SOURCE DOCUMENT -
—————

Unlocking MRG15 as the key to heart regeneration

After six years of research, the team has finally uncovered how CD4⁺ Treg cells regulate the transient regenerative capacity of the neonatal heart, and the findings were published in Circulation.Experimental findings confirmed that CD4⁺ Treg cells can control a chromatin-modifying protein known as MRG15. It is highly expressed in neonatal cardiomyocytes but its expression is significantly downregulated as the heart matures.

CU Medicine announces the world’s first discovery that CD4⁺ Treg cells are not only the ‘peacekeepers’ of the human immune system but also act as ‘repair crews’. This discovery helps address the long‑standing medical challenge that damaged cardiomyocytes cannot regenerate, bringing new hope to patients with cardiovascular diseases. 

To further study the role of MRG15 in cardiac regeneration, the team employed a gene knockout mouse model to delete MRG15 from neonatal cardiomyocytes and evaluate changes in the regenerative capacity of cardiac progenitor cells and cardiomyocytes. They also administered a gene delivery vector to reactivate MRG15 and observed whether this could restore cardiomyocyte regeneration and repair.

—————

Natural-language object grounding data
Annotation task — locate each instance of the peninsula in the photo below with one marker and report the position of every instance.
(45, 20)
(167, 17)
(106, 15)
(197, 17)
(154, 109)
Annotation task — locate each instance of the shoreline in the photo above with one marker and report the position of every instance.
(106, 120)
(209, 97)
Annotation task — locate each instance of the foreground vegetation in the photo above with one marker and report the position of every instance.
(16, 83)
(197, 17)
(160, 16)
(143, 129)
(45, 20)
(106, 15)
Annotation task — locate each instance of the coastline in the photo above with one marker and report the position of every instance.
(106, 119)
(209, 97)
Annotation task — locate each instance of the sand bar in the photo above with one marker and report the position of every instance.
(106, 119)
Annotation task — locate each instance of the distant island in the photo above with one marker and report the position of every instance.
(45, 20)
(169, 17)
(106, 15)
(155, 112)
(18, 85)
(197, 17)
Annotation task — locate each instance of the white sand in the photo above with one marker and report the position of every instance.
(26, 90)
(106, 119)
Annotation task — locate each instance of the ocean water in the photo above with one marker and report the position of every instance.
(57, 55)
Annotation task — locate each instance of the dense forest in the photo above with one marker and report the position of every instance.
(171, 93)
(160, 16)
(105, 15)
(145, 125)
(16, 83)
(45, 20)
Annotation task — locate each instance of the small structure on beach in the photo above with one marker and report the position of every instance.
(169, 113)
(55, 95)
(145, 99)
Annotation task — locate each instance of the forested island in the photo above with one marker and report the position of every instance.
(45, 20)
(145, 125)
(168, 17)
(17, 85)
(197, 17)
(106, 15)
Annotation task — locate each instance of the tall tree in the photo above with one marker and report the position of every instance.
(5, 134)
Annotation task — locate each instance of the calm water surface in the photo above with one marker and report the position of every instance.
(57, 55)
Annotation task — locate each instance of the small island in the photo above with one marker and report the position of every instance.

—————

EXERCISE TASKS -
1) Using the passage on MRG15 and heart regeneration, state whether each statement agrees with it, answering yes or no and quoting the words that decide it. (a) MRG15 is highly expressed in neonatal cardiomyocytes. (b) The team's findings were published in Nature. (c) The team deleted MRG15 from adult cardiomyocytes in mice.
2) Continue the passage on MRG15 and heart regeneration from the point where it stops.
The entries are not needed for this work.

ANSWERS TO THE EXERCISES -
1)
(a) Yes: "It is highly expressed in neonatal cardiomyocytes"
(b) No: "the findings were published in Circulation"
(c) No: "to delete MRG15 from neonatal cardiomyocytes"

2)
Through multiple analyses, including histopathological examination, cell proliferation assays and echocardiographic functional assessments, the researchers found that deletion of MRG15 in neonatal mice significantly reduced cardiomyocyte proliferation and impaired regenerative capability. Likewise, removal of CD4⁺ Treg cells also suppressed cardiac regeneration. Importantly, reactivation of MRG15 using a gene delivery vector substantially restored regenerative function even in the absence of CD4⁺ Treg cells. These findings demonstrate a close functional link between CD4⁺ Treg cells and MRG15: CD4⁺ Treg cells promote cardiomyocyte proliferation and cardiac regeneration by regulating MRG15 expression. In other words, MRG15 serves as an essential mediator for CD4⁺ Treg cells to function, and both are indispensable for effective cardiac repair.

Neonatal CD4⁺ Treg cells can coordinate cardiac repair and regeneration

The researchers have also successfully uncovered the pathway through which CD4⁺ Treg cells regulate MRG15, thereby activating regenerative mechanisms. Experiments showed that within one week of cardiac injury, CD4⁺ Treg cells in neonatal mice secreted specific factors that induced MRG15 to form a complex with proteins such as TIP60, p300 and RNA polymerase II. This complex then activated cyclin D1 (also known as Ccnd1), a gene that controls cell division, promoting cardiomyocyte proliferation and repair.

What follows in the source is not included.